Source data
--*--
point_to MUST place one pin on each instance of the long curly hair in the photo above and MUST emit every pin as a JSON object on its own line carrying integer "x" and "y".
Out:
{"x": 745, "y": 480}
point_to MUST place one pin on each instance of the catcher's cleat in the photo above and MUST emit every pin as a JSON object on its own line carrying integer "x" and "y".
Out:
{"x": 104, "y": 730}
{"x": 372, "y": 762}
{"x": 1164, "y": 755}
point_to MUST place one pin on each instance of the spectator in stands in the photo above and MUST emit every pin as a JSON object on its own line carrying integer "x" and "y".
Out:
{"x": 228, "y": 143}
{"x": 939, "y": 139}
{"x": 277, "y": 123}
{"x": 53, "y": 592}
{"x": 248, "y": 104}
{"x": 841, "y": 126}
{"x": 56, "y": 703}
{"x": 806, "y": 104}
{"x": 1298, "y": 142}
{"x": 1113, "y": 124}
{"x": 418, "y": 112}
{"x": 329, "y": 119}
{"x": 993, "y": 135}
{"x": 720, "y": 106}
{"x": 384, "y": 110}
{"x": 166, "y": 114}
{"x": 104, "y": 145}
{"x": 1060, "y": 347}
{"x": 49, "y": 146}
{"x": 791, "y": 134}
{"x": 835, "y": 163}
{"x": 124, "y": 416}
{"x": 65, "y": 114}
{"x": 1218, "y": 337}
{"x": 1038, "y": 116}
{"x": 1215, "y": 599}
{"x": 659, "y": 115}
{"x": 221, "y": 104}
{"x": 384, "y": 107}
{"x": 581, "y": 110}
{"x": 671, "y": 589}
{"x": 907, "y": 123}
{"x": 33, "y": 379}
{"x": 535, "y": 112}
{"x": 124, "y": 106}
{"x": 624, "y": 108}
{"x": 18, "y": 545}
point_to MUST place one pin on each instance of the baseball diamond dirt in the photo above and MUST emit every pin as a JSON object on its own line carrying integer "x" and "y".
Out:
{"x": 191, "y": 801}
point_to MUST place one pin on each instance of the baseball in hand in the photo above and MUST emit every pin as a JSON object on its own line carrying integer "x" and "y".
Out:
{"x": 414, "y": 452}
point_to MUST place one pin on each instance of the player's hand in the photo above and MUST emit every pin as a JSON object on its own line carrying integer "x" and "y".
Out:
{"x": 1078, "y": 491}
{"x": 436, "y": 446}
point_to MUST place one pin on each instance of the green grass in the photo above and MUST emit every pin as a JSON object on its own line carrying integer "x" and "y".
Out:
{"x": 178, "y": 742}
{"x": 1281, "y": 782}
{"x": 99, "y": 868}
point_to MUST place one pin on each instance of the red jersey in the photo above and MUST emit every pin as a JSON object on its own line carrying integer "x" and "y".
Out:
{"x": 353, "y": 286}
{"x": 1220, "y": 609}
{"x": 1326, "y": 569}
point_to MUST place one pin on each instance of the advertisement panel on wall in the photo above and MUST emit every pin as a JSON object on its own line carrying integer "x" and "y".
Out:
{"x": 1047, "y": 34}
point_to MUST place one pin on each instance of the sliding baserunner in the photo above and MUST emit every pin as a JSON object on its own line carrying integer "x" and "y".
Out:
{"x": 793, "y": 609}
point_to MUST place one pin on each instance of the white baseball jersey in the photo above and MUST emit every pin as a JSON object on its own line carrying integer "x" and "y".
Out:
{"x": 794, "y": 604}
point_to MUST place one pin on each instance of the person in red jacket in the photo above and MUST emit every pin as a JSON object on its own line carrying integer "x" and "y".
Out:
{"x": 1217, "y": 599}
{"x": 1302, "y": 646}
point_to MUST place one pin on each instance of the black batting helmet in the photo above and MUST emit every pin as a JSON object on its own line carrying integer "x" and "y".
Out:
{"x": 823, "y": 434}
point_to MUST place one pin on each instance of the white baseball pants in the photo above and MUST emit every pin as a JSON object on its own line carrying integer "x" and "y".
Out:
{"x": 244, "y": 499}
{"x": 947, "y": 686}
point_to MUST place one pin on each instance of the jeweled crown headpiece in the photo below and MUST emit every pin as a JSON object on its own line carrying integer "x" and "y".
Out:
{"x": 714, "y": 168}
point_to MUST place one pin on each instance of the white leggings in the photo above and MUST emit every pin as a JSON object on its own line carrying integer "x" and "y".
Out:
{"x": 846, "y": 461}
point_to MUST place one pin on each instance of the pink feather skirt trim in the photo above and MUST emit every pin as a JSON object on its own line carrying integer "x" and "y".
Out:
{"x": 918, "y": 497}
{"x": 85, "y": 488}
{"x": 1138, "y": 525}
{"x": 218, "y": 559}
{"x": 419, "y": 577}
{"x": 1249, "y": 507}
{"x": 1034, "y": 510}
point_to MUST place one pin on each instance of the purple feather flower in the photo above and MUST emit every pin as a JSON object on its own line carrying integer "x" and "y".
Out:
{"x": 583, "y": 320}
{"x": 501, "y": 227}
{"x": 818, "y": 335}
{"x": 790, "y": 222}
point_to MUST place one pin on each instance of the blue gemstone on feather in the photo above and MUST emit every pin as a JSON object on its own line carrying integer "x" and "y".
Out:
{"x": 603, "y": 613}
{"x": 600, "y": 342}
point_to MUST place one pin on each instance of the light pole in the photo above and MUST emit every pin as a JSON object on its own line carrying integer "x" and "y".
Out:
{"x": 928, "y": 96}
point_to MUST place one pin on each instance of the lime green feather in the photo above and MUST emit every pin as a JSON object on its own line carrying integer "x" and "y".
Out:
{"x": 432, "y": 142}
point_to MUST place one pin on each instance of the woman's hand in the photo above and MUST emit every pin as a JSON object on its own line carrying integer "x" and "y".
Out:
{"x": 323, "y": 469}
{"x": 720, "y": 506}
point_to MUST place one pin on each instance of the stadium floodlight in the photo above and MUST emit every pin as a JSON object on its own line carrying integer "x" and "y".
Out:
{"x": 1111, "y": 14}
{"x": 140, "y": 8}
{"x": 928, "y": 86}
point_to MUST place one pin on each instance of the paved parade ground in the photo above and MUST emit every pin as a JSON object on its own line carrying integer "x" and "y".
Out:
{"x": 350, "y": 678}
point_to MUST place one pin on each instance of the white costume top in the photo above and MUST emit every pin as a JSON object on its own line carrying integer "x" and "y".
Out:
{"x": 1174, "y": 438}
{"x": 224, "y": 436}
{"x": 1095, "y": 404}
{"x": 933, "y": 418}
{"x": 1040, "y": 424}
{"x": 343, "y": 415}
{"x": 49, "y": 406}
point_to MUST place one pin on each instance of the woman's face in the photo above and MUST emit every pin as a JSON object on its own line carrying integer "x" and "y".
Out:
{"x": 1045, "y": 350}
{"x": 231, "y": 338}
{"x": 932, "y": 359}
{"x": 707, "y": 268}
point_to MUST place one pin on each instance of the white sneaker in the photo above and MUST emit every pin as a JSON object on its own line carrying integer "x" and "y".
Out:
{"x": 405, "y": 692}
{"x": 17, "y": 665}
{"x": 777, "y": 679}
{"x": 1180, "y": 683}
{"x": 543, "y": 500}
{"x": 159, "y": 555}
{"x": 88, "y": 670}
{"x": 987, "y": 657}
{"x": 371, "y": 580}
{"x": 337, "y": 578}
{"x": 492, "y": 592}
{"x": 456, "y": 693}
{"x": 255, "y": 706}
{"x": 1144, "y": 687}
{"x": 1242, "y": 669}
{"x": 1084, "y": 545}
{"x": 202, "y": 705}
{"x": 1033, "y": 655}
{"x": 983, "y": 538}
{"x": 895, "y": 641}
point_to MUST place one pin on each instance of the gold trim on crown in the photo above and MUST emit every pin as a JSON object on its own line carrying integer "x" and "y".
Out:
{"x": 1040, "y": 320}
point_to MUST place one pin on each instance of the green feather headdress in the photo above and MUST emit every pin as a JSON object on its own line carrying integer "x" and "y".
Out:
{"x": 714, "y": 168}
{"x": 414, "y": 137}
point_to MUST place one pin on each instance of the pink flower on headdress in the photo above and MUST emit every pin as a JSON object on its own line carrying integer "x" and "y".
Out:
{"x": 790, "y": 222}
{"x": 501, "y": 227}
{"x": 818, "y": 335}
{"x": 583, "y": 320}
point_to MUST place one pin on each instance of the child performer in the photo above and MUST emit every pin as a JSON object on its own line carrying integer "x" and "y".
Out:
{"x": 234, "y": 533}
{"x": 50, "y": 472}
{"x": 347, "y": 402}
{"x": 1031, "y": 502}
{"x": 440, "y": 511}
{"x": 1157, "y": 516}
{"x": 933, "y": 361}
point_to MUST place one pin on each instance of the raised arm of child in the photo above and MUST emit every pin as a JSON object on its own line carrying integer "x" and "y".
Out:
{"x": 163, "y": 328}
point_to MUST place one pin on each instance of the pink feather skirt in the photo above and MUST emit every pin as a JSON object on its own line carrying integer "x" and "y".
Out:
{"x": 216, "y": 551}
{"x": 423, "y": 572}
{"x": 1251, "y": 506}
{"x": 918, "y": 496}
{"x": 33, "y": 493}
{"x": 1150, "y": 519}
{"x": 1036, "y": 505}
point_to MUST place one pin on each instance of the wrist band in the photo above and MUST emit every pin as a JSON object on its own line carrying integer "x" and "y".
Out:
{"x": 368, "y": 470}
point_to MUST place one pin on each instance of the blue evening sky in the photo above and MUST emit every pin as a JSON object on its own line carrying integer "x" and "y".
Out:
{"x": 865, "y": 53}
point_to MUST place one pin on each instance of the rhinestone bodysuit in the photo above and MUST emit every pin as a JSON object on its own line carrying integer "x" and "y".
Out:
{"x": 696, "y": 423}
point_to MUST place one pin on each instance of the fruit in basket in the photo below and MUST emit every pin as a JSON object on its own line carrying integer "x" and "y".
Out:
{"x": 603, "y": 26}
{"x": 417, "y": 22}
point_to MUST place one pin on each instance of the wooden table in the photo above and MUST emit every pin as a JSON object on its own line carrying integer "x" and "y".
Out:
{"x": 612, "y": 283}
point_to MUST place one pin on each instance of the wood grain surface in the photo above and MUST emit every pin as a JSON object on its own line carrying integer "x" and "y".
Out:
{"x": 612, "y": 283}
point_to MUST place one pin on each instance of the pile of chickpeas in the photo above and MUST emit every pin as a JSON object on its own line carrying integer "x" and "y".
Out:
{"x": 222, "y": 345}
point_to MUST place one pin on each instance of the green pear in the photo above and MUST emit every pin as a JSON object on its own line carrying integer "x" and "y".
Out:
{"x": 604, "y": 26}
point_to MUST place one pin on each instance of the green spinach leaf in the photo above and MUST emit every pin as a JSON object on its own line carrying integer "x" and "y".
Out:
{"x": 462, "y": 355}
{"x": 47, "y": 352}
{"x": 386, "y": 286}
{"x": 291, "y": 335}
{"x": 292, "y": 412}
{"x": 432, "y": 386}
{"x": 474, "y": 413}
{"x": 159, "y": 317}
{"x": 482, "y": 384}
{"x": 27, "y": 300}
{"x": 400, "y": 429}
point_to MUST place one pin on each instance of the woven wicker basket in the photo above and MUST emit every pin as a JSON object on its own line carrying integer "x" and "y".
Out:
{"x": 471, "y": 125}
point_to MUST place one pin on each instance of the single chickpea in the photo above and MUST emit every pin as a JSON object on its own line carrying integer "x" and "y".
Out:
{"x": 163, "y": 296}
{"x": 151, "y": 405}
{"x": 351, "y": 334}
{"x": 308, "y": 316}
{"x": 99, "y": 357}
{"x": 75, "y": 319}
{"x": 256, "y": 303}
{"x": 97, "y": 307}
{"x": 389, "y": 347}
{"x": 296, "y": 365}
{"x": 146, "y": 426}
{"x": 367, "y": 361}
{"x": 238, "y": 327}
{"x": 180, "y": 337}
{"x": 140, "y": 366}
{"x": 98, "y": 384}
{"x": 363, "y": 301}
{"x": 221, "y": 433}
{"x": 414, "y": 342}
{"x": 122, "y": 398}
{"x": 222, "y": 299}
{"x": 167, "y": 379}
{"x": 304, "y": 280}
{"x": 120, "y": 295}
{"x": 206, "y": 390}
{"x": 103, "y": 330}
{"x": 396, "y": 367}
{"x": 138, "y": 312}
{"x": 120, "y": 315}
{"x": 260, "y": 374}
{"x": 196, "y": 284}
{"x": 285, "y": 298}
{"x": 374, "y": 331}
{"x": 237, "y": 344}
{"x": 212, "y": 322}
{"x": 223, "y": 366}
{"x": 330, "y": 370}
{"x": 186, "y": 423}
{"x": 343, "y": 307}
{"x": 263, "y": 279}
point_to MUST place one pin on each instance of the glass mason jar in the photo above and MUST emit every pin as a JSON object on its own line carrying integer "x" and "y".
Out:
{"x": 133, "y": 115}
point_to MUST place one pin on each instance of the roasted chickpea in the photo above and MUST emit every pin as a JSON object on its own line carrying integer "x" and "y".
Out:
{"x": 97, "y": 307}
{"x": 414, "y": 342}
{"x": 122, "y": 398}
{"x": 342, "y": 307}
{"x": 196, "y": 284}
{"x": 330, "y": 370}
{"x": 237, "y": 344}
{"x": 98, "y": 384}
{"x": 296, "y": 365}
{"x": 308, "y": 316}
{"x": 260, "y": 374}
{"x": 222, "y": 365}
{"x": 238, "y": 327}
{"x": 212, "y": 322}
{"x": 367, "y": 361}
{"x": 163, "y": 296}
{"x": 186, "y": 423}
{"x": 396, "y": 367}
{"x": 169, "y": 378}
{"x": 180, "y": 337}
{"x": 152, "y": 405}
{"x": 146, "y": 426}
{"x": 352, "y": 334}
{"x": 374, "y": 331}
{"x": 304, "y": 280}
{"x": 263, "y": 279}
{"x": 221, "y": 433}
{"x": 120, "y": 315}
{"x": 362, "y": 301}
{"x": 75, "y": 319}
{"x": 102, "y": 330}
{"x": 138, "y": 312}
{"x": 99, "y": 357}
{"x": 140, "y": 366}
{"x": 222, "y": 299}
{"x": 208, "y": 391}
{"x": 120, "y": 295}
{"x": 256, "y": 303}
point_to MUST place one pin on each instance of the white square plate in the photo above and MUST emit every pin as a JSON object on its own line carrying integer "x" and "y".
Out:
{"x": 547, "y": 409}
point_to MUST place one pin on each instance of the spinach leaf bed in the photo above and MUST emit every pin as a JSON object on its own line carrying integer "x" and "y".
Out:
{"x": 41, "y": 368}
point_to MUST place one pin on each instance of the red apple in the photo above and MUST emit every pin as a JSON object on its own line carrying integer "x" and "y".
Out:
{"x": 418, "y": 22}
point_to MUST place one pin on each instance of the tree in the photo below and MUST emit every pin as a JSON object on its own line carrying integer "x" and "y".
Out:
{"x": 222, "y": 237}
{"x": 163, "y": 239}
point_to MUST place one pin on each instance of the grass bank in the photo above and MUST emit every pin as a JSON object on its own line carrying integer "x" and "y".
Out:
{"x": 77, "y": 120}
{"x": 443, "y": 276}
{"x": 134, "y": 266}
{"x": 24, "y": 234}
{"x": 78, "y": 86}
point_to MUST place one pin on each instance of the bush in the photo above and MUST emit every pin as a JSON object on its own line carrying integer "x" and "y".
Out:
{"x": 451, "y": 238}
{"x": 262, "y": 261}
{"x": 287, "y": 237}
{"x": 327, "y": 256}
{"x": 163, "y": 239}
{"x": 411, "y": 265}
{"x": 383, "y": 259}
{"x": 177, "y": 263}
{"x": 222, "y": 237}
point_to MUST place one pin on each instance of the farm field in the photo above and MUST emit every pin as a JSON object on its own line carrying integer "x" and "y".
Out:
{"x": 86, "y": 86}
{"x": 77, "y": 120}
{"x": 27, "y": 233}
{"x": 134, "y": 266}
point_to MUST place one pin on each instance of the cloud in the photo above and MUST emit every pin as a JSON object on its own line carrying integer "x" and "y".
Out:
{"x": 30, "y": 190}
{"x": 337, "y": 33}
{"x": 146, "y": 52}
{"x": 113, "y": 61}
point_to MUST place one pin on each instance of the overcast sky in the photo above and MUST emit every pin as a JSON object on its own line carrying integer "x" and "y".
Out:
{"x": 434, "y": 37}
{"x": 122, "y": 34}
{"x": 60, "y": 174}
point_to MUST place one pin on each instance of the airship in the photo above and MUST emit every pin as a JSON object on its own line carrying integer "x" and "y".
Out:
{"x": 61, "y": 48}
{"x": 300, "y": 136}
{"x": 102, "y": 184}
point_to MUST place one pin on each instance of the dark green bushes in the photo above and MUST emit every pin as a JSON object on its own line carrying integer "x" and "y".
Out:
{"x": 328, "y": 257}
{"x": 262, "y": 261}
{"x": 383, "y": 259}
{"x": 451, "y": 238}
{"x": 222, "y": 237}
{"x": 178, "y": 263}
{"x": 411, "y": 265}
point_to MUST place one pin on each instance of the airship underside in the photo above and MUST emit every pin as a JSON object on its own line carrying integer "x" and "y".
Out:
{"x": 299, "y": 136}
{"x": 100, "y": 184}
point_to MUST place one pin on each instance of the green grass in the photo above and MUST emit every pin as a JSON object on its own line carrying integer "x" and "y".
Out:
--*--
Problem requirements -> Each line from the beginning of the entries to the line with "point_to MUST place one pin on each instance of the spectator" must be repeated exactly, with both end lines kept and no other lines given.

Written solution ->
point_to MUST place one pin on each instance of the long curly hair in the photo above and MUST emit every pin as a JSON object on its own line carrying integer "x" and "y".
Out:
{"x": 745, "y": 480}
point_to MUST place one pin on each instance of the catcher's cleat in the photo above and MUST emit every pin as a JSON object on its own line carrying integer "x" and "y".
Out:
{"x": 104, "y": 730}
{"x": 372, "y": 762}
{"x": 1164, "y": 755}
point_to MUST place one pin on each instance of the spectator in stands in the photo above and MUST emit every pin as a JSON object on its own line carrying integer "x" and "y".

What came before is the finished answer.